## TASKS FOR THIS EXERCISE
1. List every tag name in the Exiftool output of the metadata explainer that begins with the word "File".
2. Resume the metadata explainer after its final line.

## SELECTED TEXT
↓↓↓

What is metadata?

Metadata is data about data. Every single digital artifact has it. It describes the who, what, when, where, how, and sometimes even, why, for any document, video, photo, or sound clip. This information comes in handy sometimes, like when you’re flipping through old pictures by date, or by location. But in the wrong hands, this same information could be damaging.

So, what does it look like?

Metadata exists in the parts of images, videos, or music that we can’t experience as humans. But if you pry into any digital artifact, you can see metadata as a list of keys (or tags) and their corresponding values. One of the simplest tags is “Creation Date,” which naturally points to the time when its creator pushed the shutter button, or pressed record. Other interesting tags include the “Make” and “Model” tags, which can tell you what type of camera or computer was used to create the media. There are dozens of such tags, and each one can help tell a very distinct story; this is why understanding how rich metadata is can better help protect the identities of sources who have shared their digital media with you.

Analysis with Exiftool

Exiftool is an open source software program that allows you to analyze, edit, and clear metadata. While it’s capable of handling multiple file types (images, videos, audio, text, etc.), it isn’t exceptionally capable of removing or overwriting metadata from files other than simple image formats. There are better tools and workflows to fully remove metadata, but we’ll get to this in another section.

In this section, let’s use Exiftool to explore metadata in more depth.

Example: a picture from Flickr (.jpg)

In this example, I was able to read the entire history of an image I posted to my Flickr account.

[email protected]:~$ exiftool idied.jpg 
ExifTool Version Number         : 10.71
File Name                       : idied.jpg
Directory                       : .
File Size                       : 170 kB
File Modification Date/Time     : 2018:01:04 01:06:30-05:00
File Access Date/Time           : 2018:01:04 01:06:31-05:00
File Inode Change Date/Time     : 2018:01:04 01:06:31-05:00
File Permissions                : rw-r--r--
File Type                       : JPEG
File Type Extension             : jpg
MIME Type                       : image/jpeg
JFIF Version                    : 1.01
Exif Byte Order                 : Little-endian (Intel, II)

↑↑↑

## MATERIAL PROVIDED
↓↓↓

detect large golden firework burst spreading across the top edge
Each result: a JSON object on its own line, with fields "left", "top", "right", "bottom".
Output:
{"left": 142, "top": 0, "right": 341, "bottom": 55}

↑↑↑

## OUTPUTS BY TASK
1.
File Name
File Size
File Modification Date/Time
File Access Date/Time
File Inode Change Date/Time
File Permissions
File Type
File Type Extension

2.
Make                            : EASTMAN KODAK COMPANY
Camera Model Name               : KODAK EASYSHARE C653 ZOOM DIGITAL CAMERA
Orientation                     : Rotate 270 CW
X Resolution                    : 480
Y Resolution                    : 480
Resolution Unit                 : inches
Y Cb Cr Positioning             : Co-sited
Exposure Time                   : 1/13
F Number                        : 4.6
Exposure Program                : Program AE
ISO                             : 160
Exif Version                    : 0221
Date/Time Original              : 2006:01:09 07:25:05
Create Date                     : 2006:01:09 07:25:05
Components Configuration        : Y, Cb, Cr, -
Shutter Speed Value             : 1/13
Aperture Value                  : 4.8
Exposure Compensation           : 0
Max Aperture Value              : 4.8
Metering Mode                   : Multi-segment
Light Source                    : Unknown
Flash                           : Off, Did not fire
Focal Length                    : 18.0 mm
Serial Number                   : KCFGP71706722
Flashpix Version                : 0100
Color Space                     : sRGB
Exif Image Width                : 2848
Exif Image Height               : 2144
Interoperability Index          : R98 - DCF basic file (sRGB)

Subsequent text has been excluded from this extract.